DIRECTIVES ▸
1 - Translate this sentence from the passage on Jorge de León into Spanish: "He was born in Guatemala City, and forms part of the post-war generation of artists that includes Regina José Galindo and Anibal López."
2 - Carry on the passage about Jorge de León, picking up after its final sentence.

SELECTION ▸
┄┄┄┄┄┄┄┄┄┄
Jorge de León (born 1976) is a Guatemalan performance artist who specializes in body art and art object. He was born in Guatemala City, and forms part of the post-war generation of artists that includes Regina José Galindo and Anibal López. His work is extremely influenced by his past as a gang-banger. Before he became an artist Jorge was in and out of jail twelve times, and now looked to art as a means of confronting the gang violence rampant in Guatemala. His work is extremely political and seeks to question the dynamics of power in one of the countries in Latin America that has been more affected by extreme inequality, violence, and political corruption.

Artwork 

De León’s work centers on urban violence in Guatemala City, which is influenced by his former involvement in gangs. De León has commented that the rich live by double standards, “they are thieves, but they kill us saying we are thieves... At least gang members are honest. If (they) rob, they say it. If they take drugs they say it.” Although his work centers the use of the body, De León also explores art object and urban interventions.
┄┄┄┄┄┄┄┄┄┄
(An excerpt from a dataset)
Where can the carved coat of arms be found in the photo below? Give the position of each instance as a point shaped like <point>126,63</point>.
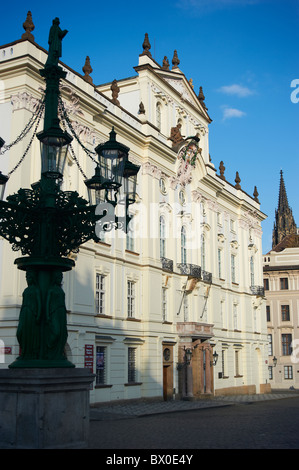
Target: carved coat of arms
<point>187,156</point>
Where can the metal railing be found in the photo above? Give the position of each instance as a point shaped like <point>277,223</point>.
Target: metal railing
<point>167,264</point>
<point>258,290</point>
<point>191,270</point>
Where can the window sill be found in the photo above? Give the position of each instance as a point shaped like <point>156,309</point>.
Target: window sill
<point>132,252</point>
<point>132,384</point>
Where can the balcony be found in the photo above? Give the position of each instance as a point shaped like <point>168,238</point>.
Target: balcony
<point>195,330</point>
<point>259,291</point>
<point>206,276</point>
<point>167,265</point>
<point>191,270</point>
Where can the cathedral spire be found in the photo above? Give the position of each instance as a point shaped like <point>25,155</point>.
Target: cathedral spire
<point>284,221</point>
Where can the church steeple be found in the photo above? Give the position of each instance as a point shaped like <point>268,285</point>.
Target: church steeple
<point>284,221</point>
┄┄┄┄┄┄┄┄┄┄
ANSWERS TO THE PROBLEMS ▸
1 - Nació en la Ciudad de Guatemala y forma parte de la generación de artistas de la posguerra que incluye a Regina José Galindo y Anibal López.

2 -
Notes

References 
 Pagina de Literatura Guatemalteca 
 Leyva, Gabriel: “Una mirada crítica ante la discriminación de los pueblos latinoamericanos”. CONACULTA, Sala de Prensa, septiembre 6, 2001. 
 Leyva, Gabriel: “La marginalidad y el rezago social en América Latina, tema de la muestra interdisciplinaria Syo/Ajeno y Ajeno/Suyo”. CONACULTA, Sala de Prensa, agosto 31, 2001. 
 Cazali, Rosina. Pasos a Desnivel: mapa  urbano de la cultura contemporanea en Guatemala. HIVOS & laCuranderia. Guatemala City, 2003.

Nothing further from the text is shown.